┌────────
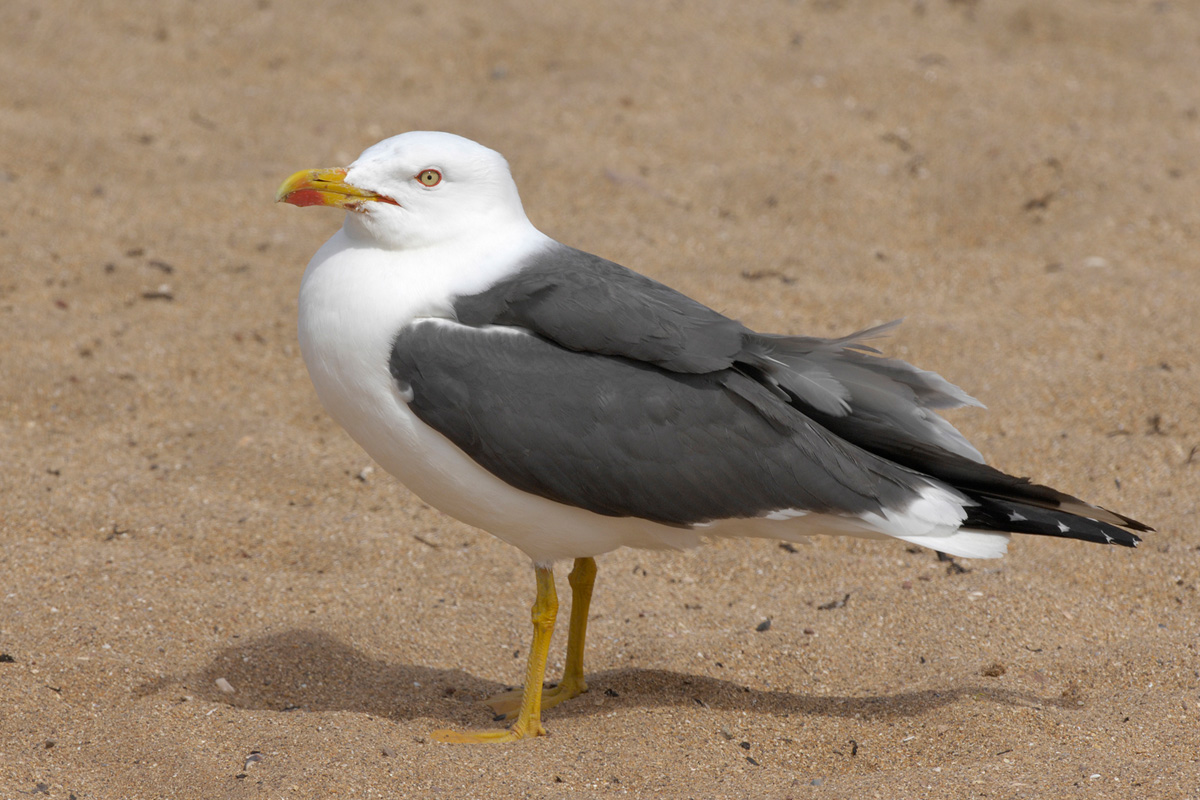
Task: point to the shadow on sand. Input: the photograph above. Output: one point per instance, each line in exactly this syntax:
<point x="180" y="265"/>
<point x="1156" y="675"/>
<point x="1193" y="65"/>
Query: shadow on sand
<point x="311" y="671"/>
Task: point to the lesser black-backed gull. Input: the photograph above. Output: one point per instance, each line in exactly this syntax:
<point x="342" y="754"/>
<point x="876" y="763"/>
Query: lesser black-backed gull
<point x="570" y="405"/>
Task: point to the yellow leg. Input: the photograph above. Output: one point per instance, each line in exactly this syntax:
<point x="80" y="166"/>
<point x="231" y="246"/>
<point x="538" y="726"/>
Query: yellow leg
<point x="582" y="578"/>
<point x="545" y="609"/>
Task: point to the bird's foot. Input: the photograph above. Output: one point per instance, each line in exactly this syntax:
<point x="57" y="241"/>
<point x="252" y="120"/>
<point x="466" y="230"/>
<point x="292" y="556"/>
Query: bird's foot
<point x="508" y="704"/>
<point x="519" y="731"/>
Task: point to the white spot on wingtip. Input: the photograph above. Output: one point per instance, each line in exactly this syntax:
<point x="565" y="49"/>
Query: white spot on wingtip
└────────
Request
The records above are to be reproduced exactly; the pictures are to be left out.

Solution
Task: point to the shadow on sand. Input: the photograph above. Output: one point per instance, each line in exactly this syntax:
<point x="180" y="265"/>
<point x="1156" y="675"/>
<point x="1193" y="65"/>
Query: shadow on sand
<point x="311" y="671"/>
Task: point to the lesser black-backed gull. Input: the photograph above. Output: one point per instance, each line in exactly this syntax:
<point x="342" y="754"/>
<point x="876" y="763"/>
Query: lesser black-backed gull
<point x="570" y="405"/>
Task: point to the yellow leg. Input: the photograph above. Output: one point per instance, each line in exactly this syntax:
<point x="80" y="166"/>
<point x="231" y="246"/>
<point x="538" y="726"/>
Query: yellow leg
<point x="582" y="578"/>
<point x="545" y="609"/>
Task: point to the bird's foot. Input: the photograph above. Output: one point per instance, each line in exactly this syntax:
<point x="57" y="241"/>
<point x="252" y="120"/>
<point x="466" y="230"/>
<point x="292" y="556"/>
Query: bird's foot
<point x="508" y="704"/>
<point x="519" y="731"/>
Task: point to the white spot on wingtip. Input: the photograph above. Output: one point per instance, each line in exactly this syntax:
<point x="565" y="49"/>
Query: white spot on wingtip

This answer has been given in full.